• [Exercise objective] List every line in the material below that contains the string "Target".
═══ Data for this exercise ═══
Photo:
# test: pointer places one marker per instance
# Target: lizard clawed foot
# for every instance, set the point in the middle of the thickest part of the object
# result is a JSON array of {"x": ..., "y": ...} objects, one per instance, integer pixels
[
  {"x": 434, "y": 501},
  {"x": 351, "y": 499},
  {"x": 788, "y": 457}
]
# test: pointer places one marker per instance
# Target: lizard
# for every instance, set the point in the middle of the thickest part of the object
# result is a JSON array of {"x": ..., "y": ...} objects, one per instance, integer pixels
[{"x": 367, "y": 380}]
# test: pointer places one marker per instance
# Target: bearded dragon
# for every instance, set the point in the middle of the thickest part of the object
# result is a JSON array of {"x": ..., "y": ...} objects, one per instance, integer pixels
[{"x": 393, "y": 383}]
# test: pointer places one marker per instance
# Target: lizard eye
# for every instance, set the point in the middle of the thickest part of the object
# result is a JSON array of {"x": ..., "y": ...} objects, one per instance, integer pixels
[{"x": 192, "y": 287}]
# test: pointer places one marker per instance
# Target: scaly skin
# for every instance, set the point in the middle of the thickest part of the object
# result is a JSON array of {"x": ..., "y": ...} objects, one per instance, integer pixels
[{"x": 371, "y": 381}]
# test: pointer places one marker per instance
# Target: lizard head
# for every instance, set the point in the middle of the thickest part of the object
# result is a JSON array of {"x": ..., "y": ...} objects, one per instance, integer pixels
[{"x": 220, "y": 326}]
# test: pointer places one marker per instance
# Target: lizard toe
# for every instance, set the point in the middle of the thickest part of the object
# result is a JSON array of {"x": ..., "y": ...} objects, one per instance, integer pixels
═══
• [Solution]
# Target: lizard clawed foot
# Target: lizard
# Target: bearded dragon
# Target: lizard eye
# Target: scaly skin
# Target: lizard head
# Target: lizard toe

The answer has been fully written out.